* _Aim of the task_: Copy the lines below verbatim, beginning with the line that includes "Indicate every instance of the laptop" and continuing to the end; leave out everything before it.

(Dataset records about object locations)
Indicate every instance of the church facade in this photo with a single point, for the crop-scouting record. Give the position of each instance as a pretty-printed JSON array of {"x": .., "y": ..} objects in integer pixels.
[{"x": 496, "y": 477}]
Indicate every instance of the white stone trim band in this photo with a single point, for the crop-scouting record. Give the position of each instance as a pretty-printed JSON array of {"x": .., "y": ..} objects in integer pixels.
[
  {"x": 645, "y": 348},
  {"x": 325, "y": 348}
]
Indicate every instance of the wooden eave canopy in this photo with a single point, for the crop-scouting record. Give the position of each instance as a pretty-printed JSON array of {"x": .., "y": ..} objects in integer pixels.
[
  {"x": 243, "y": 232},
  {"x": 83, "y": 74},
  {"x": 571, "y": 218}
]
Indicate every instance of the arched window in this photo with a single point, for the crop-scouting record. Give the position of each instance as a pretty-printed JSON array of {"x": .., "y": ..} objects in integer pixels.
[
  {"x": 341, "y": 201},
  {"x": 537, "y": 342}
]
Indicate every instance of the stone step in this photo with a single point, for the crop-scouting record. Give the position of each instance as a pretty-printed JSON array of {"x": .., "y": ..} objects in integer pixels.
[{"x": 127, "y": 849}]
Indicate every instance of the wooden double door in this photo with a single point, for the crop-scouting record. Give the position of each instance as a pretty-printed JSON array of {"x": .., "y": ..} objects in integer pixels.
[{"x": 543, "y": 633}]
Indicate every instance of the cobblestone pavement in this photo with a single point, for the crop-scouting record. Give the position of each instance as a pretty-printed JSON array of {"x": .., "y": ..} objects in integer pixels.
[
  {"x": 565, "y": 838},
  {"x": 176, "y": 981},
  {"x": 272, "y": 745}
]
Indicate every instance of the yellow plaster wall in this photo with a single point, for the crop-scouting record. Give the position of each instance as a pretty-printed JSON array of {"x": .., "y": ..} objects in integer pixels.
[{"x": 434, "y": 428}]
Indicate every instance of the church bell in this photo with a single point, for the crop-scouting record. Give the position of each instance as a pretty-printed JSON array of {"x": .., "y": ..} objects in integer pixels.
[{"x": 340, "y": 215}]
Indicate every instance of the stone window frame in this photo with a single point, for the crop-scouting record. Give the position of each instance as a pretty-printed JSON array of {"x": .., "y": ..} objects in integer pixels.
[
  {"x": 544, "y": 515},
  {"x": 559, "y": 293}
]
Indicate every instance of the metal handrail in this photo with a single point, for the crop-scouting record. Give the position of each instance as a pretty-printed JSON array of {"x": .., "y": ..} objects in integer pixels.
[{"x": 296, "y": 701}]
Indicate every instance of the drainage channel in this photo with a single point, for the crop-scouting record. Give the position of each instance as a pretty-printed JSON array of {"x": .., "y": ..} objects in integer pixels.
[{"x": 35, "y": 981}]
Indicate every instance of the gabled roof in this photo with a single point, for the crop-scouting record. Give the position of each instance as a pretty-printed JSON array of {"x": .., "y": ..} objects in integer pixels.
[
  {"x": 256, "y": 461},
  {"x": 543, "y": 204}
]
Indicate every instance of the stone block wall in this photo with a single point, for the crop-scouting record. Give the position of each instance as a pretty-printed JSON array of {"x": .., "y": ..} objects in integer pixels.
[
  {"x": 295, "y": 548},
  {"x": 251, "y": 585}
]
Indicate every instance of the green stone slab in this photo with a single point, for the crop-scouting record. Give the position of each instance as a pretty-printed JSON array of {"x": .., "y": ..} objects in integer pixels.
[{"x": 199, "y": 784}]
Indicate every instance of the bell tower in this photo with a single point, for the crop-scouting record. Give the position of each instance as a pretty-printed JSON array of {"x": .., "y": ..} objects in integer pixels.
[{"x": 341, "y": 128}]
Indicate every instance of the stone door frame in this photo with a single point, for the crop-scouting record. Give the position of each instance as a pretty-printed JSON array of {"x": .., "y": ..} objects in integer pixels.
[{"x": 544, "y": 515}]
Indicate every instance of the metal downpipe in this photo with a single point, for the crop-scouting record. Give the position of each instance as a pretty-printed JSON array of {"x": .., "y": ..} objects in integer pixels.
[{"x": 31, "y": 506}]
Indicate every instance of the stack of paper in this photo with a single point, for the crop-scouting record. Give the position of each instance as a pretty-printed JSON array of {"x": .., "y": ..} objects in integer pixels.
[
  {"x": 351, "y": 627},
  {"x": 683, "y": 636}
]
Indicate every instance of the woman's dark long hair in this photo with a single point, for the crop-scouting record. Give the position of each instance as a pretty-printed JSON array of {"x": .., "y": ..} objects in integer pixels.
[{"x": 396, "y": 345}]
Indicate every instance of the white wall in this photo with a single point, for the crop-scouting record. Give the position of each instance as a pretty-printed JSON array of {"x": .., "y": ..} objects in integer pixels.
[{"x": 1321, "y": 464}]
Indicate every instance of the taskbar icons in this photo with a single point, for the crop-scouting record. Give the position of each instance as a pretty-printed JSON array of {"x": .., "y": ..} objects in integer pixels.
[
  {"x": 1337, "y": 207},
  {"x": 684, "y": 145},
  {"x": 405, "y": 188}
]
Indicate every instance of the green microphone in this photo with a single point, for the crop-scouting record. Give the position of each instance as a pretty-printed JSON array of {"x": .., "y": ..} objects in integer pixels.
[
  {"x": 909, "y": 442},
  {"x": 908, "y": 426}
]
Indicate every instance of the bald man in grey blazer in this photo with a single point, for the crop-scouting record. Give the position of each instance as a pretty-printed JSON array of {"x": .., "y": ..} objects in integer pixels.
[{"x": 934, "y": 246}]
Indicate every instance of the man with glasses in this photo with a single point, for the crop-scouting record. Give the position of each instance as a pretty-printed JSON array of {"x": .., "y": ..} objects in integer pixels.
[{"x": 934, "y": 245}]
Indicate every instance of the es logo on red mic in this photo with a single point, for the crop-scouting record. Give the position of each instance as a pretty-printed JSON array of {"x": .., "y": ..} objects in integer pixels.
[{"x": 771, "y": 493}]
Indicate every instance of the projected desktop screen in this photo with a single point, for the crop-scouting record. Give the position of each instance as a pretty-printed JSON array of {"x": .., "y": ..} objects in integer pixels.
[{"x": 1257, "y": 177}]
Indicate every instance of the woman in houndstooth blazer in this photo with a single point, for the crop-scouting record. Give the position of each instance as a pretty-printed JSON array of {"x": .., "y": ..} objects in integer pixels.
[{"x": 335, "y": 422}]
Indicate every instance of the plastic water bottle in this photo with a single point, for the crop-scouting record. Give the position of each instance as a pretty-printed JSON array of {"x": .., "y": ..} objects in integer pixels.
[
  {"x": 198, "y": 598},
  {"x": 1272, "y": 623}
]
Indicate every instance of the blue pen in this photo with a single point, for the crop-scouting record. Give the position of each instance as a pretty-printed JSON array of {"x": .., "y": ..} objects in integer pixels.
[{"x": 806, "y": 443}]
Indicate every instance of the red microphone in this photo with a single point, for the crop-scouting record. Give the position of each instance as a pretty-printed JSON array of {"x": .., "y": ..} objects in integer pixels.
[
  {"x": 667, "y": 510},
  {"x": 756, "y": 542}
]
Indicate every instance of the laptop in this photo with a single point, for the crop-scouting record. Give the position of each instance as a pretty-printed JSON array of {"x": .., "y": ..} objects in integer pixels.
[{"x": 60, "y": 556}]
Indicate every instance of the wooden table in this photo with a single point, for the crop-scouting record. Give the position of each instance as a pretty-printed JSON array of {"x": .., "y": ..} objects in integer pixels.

* _Solution for this problem_:
Indicate every instance of the laptop in this photo with a single point, for the crop-scouting record. Give the position of each instance as a pretty-printed JSON array of {"x": .., "y": ..} objects in integer pixels.
[{"x": 60, "y": 556}]
Indicate every instance of the wooden table in this photo with a single point, for the crop-scouting record. Give the position of each instance as a pretty-printed JSON array of {"x": .., "y": ..} objects in integer pixels.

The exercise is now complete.